=== DATA FOR THIS EXERCISE ===

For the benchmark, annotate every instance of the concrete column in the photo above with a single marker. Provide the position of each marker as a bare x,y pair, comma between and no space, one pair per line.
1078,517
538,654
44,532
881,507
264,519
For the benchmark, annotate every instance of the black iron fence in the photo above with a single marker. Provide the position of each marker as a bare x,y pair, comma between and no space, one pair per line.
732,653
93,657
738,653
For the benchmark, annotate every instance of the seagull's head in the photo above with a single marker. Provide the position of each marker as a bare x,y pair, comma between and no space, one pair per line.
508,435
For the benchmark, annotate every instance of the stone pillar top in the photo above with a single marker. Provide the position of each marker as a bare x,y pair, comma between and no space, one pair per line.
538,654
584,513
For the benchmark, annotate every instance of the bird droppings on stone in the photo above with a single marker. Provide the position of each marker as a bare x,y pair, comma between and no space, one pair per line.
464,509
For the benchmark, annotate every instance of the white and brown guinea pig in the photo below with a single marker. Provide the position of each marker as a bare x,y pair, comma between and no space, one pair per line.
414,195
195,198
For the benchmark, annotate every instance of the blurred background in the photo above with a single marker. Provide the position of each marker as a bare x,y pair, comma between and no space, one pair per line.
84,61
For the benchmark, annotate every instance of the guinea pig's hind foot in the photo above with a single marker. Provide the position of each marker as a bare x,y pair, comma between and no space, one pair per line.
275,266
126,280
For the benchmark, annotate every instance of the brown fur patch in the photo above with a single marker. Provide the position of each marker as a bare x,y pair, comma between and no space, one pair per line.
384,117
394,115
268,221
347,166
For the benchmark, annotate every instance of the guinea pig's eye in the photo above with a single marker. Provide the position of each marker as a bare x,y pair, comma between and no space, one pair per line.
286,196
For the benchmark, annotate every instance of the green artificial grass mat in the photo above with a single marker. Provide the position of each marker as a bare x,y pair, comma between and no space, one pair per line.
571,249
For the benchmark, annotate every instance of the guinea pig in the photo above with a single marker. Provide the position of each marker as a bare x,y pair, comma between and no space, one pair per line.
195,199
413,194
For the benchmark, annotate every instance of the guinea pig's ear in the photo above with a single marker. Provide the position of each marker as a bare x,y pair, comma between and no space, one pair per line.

===

DIRECTIONS FOR THIS TASK:
Write an exact transcription of every entry above.

TASK RESPONSE:
For the benchmark, annotate every instance of the concrete column in the photo above with a single marker. Provide the position of each marker as a bare x,y pair, comma between and no space, one pair per line.
1078,517
538,654
44,532
881,507
264,519
For the benchmark, annotate every instance of the black iron fence in the photo above with a single marker. Provide the position of each marker as a bare x,y pair, comma between and no space, one pair per line.
732,653
93,657
738,653
For the benchmark, annotate every instance of the seagull's head in the photo above with a single marker. Provide the position of each marker as a bare x,y pair, comma between and no space, one pair per line.
508,435
For the benchmark, annotate every instance of the stone pillar top in the photo above with a single marker. Provide the position of each marker as a bare x,y pair, comma between and no space, one pair per line.
538,654
584,513
For the benchmark, annotate every instance of the bird droppings on stone in the photo above with a single marker. Provide the position of each marker as a bare x,y pair, comma between and no space, one pair per line.
464,509
For the benchmark, annotate every instance of the white and brown guinea pig in the photo below with a single marker. Provide the position of each marker as a bare x,y pair, comma between and no space, one pair per line.
414,195
195,198
For the benchmark, annotate every instance of the blurred background in the photo above with a single marker. Provide the position of each marker as a bare x,y pair, comma between and no space, one pair per line.
84,61
For the benchmark, annotate every instance of the guinea pig's hind foot in the photo above with a single marker. Provide the position of each marker as a bare x,y pair, comma between and no space, one pair per line.
275,266
126,280
For the benchmark, annotate every instance of the brown fur patch in the photo above with a single marker. Provide the position of each marker as a bare x,y pair, comma between and no space, one pair per line.
384,117
394,115
268,221
347,166
For the benchmark, annotate every instance of the guinea pig's eye in the photo above with a single marker. Provide the position of each marker as a bare x,y pair, comma between and no space, one pair per line.
286,196
For the benchmark, annotate every instance of the green artificial grass mat in the photo above with a single marker. Provide the position of each marker as a bare x,y pair, comma between and no space, one pair per line.
571,249
For the benchmark, annotate every instance of the guinea pig in the photo above with a single marker. Provide the position of each marker as a bare x,y pair, comma between and no space, one pair per line.
195,199
413,194
For the benchmark, annotate every instance of the guinea pig's ear in the photo above with a single marker. Provide the position of each marker as a bare x,y pair, comma between and no space, one pair per line.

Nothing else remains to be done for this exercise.